Stored entries:
----------------------------------------

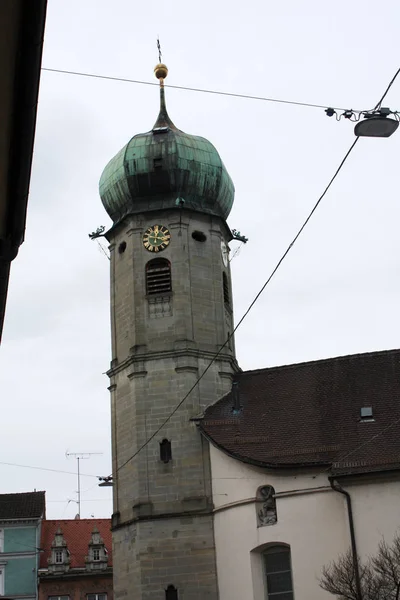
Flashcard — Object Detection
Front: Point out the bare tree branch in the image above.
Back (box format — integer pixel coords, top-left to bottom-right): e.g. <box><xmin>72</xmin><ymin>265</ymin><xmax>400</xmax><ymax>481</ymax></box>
<box><xmin>319</xmin><ymin>533</ymin><xmax>400</xmax><ymax>600</ymax></box>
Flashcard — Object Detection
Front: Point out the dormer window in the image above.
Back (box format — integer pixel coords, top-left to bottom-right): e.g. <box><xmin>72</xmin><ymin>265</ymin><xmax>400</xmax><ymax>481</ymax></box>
<box><xmin>85</xmin><ymin>526</ymin><xmax>108</xmax><ymax>572</ymax></box>
<box><xmin>47</xmin><ymin>528</ymin><xmax>71</xmax><ymax>573</ymax></box>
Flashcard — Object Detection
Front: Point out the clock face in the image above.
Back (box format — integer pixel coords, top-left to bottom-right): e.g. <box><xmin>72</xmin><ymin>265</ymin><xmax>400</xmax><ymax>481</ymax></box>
<box><xmin>143</xmin><ymin>225</ymin><xmax>171</xmax><ymax>252</ymax></box>
<box><xmin>221</xmin><ymin>240</ymin><xmax>229</xmax><ymax>267</ymax></box>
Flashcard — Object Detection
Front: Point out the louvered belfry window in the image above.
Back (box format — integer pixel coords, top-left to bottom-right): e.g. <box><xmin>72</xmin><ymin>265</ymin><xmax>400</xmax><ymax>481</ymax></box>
<box><xmin>146</xmin><ymin>258</ymin><xmax>172</xmax><ymax>296</ymax></box>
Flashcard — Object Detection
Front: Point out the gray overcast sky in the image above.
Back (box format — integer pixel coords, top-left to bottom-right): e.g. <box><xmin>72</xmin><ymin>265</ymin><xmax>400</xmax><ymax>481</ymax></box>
<box><xmin>0</xmin><ymin>0</ymin><xmax>400</xmax><ymax>518</ymax></box>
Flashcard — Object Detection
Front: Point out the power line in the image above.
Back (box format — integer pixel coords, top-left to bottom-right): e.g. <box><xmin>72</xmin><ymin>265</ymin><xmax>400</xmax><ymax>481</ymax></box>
<box><xmin>374</xmin><ymin>69</ymin><xmax>400</xmax><ymax>110</ymax></box>
<box><xmin>0</xmin><ymin>461</ymin><xmax>97</xmax><ymax>478</ymax></box>
<box><xmin>116</xmin><ymin>137</ymin><xmax>359</xmax><ymax>473</ymax></box>
<box><xmin>42</xmin><ymin>67</ymin><xmax>365</xmax><ymax>113</ymax></box>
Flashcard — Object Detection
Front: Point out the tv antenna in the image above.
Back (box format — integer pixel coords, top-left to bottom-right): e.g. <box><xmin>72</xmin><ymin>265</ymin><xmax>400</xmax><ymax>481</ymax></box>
<box><xmin>65</xmin><ymin>450</ymin><xmax>103</xmax><ymax>518</ymax></box>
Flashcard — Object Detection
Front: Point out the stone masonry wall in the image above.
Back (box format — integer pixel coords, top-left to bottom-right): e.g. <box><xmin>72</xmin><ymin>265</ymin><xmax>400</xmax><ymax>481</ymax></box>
<box><xmin>109</xmin><ymin>210</ymin><xmax>237</xmax><ymax>600</ymax></box>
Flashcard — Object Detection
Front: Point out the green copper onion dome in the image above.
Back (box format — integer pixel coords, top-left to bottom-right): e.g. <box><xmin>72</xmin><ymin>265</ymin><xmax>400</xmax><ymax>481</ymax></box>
<box><xmin>100</xmin><ymin>64</ymin><xmax>235</xmax><ymax>223</ymax></box>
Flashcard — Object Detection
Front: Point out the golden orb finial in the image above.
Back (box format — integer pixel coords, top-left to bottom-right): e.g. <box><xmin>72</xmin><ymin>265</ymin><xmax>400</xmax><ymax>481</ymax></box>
<box><xmin>154</xmin><ymin>63</ymin><xmax>168</xmax><ymax>83</ymax></box>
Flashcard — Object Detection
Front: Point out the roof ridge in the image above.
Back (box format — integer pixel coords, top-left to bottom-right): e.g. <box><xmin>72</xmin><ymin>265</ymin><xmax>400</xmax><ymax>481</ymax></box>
<box><xmin>238</xmin><ymin>348</ymin><xmax>400</xmax><ymax>378</ymax></box>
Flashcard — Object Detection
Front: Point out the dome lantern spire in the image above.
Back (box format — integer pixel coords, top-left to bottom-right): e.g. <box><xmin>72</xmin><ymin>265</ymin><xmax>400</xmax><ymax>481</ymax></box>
<box><xmin>153</xmin><ymin>63</ymin><xmax>176</xmax><ymax>131</ymax></box>
<box><xmin>99</xmin><ymin>57</ymin><xmax>235</xmax><ymax>225</ymax></box>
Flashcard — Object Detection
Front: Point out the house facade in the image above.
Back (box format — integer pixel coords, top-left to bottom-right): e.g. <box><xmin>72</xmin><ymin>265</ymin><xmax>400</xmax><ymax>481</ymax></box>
<box><xmin>0</xmin><ymin>492</ymin><xmax>45</xmax><ymax>600</ymax></box>
<box><xmin>39</xmin><ymin>518</ymin><xmax>113</xmax><ymax>600</ymax></box>
<box><xmin>199</xmin><ymin>350</ymin><xmax>400</xmax><ymax>600</ymax></box>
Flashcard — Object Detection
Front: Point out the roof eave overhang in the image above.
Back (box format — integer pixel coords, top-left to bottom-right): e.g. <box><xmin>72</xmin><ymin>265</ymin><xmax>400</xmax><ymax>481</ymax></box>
<box><xmin>0</xmin><ymin>0</ymin><xmax>47</xmax><ymax>341</ymax></box>
<box><xmin>198</xmin><ymin>423</ymin><xmax>332</xmax><ymax>470</ymax></box>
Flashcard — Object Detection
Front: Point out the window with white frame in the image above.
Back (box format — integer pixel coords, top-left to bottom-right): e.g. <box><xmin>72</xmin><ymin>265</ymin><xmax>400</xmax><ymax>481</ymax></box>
<box><xmin>263</xmin><ymin>545</ymin><xmax>294</xmax><ymax>600</ymax></box>
<box><xmin>93</xmin><ymin>548</ymin><xmax>100</xmax><ymax>560</ymax></box>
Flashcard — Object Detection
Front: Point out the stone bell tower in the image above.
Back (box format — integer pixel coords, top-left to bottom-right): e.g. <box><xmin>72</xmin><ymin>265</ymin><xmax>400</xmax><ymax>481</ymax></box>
<box><xmin>100</xmin><ymin>64</ymin><xmax>238</xmax><ymax>600</ymax></box>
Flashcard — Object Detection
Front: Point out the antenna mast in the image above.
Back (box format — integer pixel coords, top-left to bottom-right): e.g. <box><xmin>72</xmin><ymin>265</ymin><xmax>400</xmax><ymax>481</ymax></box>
<box><xmin>65</xmin><ymin>452</ymin><xmax>103</xmax><ymax>518</ymax></box>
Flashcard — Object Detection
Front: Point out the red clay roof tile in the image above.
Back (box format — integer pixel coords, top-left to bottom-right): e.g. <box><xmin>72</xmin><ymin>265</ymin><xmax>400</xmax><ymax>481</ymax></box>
<box><xmin>40</xmin><ymin>519</ymin><xmax>112</xmax><ymax>569</ymax></box>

----------------------------------------

[Short exercise]
Report each line in the rows above that contains the string "window", copying every such line in full.

[Answer]
Front: Point out the dormer window in the image above.
Front: Point out the louvered belfry window in the image above.
Front: Point out the window with white frame in the image above.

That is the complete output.